→ **Текст задания**
====================

1. Колотов Сергей Сильвестрович — друг и родственник Васнецовых.

ДМВ.
20 января 1914 г.

С Новым годом! С новым счастьем, дорогой Виктор! Желаю тебе здоровья, успеха, новой славы и новых радостей. Пользуюсь благоприятным случаем, чтобы прервать наше обоюдное молчание. Скажу кое-что о себе, авось узнаю кое-что о тебе... Время летит так быстро, незаметно: будни похожи на праздники, а праздники – на будни. Впрочем, нынче мы с Анной Владимировной разгулялись и развеселились не на шутку и Рождество провели очень оживленно.

ДМВ.
Начало года – до марта 1914 (?).

Дорогие Виктор и Аполлинарий!

Чтобы не повторять одну и ту же пакостную вещь, пишу вам обоим разом. Аркадий, кажется, предупредил меня и наябедничал. Ах, ах! Ведь говорил, чтоб не писал. А что писать! Один докторишко отморозил глупость: назвал болезнь страшным именем, и вдруг ему все поверили. А я не верю! Вот не хочу и не хочу верить! Ему не верю, а к другому доктору не пойду (пойду, да не скоро), а в Москву и совсем не поеду. Ну, посудите сами, почему я должен доложиться московским знаменитостям: так, мол, и так, умирать собираюсь. Что вы на это скажете? А они ответят: поезжай домой и умирай. Ведь два твоих брата приезжали, докладывались, а умерли прекрасным образом дома. Но всё же умирать не хочется! Больше всего семью жаль покинуть. Сколько они, горемычные, претерпят горя и нужды. Разве на учительское жалованье Анны Владимировны можно существовать? Нужда семьи – самое больное место, больнее его нет. Смерть… А чем она страшна?! Покой и отдых. Надоела мне моя собачья должность. Она меня довела до болезни. Врёшь, моя судьба! Назло ей жить буду. А покуда прощайте! Не может быть, чтоб это письмо было одно из предпоследних!

Ваш Александр.

OP ГТГ. 11/424.
10 марта 1914 г.

Александр – Аполлинарию.

[О болезни. Рака не нашлось. О невозможности оставить семью и приехать в Москву].

МКВ.
9 апреля 1914 года.

Александр – Аполлинарию.

====================

→ **Задания**
[a] Кем приходится Васнецовым Колотов Сергей Сильвестрович, согласно тексту с письмами Васнецовым?
[b] Пожалуйста, допишите текст с письмами Васнецовым, продолжив его после последней фразы.

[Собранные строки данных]
====================

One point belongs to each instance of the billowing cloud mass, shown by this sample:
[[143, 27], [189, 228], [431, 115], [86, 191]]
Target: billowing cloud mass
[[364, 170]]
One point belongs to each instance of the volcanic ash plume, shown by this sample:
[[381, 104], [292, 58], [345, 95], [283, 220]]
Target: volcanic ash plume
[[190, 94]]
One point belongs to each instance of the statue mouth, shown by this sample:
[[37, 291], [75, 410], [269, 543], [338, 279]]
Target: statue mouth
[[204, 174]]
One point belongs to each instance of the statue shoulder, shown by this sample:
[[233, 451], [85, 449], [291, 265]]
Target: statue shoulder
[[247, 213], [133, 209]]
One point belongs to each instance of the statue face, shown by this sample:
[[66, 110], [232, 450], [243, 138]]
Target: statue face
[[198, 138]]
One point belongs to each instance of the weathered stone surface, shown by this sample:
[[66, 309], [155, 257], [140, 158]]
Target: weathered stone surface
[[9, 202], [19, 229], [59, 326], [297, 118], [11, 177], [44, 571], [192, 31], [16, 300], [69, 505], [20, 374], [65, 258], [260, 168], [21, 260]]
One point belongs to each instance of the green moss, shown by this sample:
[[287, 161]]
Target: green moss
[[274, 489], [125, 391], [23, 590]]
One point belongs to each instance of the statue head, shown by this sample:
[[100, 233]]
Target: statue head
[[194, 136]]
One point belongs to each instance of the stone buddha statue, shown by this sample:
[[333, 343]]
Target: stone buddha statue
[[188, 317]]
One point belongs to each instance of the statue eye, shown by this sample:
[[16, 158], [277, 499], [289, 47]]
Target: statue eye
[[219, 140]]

====================

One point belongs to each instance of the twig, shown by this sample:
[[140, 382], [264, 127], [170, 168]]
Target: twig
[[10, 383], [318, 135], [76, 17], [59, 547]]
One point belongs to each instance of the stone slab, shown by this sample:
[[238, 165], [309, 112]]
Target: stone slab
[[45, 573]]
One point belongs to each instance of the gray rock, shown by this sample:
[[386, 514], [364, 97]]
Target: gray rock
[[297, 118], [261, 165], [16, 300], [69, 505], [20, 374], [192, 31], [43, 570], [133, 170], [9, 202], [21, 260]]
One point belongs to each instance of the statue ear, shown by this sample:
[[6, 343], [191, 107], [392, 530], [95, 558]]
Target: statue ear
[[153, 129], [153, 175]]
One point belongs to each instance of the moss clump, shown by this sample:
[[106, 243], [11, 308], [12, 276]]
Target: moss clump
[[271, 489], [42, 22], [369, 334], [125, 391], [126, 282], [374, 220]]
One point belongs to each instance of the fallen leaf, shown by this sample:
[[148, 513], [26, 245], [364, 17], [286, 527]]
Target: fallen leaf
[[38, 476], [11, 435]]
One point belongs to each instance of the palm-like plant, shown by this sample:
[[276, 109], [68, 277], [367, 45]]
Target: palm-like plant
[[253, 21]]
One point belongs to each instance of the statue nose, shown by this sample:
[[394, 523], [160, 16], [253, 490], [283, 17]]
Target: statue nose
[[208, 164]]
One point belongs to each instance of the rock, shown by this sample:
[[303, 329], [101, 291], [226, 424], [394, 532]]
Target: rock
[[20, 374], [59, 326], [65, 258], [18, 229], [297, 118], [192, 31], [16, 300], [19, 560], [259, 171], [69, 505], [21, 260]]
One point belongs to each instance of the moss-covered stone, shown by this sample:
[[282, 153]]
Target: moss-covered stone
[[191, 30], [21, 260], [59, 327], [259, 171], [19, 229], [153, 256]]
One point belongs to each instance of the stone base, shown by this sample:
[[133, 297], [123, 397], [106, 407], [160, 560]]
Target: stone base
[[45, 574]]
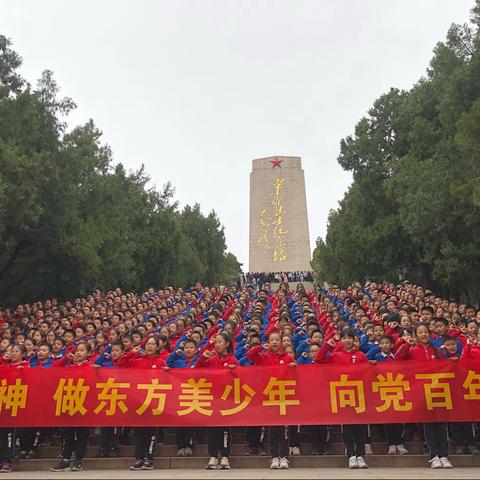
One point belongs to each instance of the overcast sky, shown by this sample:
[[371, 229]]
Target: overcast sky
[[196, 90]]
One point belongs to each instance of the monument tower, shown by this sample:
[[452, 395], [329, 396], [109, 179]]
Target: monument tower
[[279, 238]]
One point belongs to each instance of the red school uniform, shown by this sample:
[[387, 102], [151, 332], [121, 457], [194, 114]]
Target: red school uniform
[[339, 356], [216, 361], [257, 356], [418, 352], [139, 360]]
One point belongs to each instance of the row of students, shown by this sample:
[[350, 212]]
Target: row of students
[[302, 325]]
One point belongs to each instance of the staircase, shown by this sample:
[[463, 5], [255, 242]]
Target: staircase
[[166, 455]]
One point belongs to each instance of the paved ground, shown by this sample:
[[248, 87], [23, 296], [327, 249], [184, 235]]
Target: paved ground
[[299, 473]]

====================

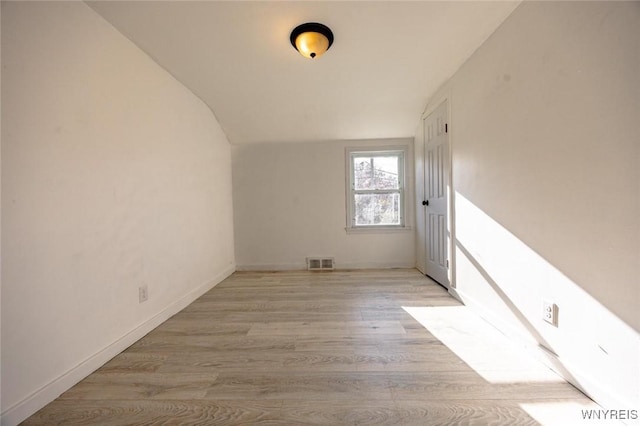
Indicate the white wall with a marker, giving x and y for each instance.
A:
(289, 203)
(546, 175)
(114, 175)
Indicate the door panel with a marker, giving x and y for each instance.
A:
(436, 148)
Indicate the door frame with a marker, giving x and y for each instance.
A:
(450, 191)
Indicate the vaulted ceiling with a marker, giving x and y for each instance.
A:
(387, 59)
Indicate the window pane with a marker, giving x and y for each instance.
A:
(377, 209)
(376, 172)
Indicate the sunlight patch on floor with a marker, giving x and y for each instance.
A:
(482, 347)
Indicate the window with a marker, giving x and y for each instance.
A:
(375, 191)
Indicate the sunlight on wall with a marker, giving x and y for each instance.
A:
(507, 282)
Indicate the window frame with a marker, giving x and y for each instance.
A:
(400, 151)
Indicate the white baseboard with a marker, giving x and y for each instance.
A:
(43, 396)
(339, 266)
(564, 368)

====================

→ **Ваши ответы**
[a] Он друг и родственник Васнецовых.

[b]
...Насчёт своего здоровья могу все высказать в двух словах: «веселёхонек и здоровёхонек». Уже внутренних лекарств никаких не принимаю. Все мои заболевания врач приписал малокровию, назначил вспрыскивания мышьяком. Нужно произвести 40 вспрыскиваний. Произведено только ещё 22. Но и теперь я чувствую себя прекрасно: никаких болезненных проявлений.

...Относительно своей поездки в Москву во время лета – мечта, одно сладостное предположение, пустынный мираж.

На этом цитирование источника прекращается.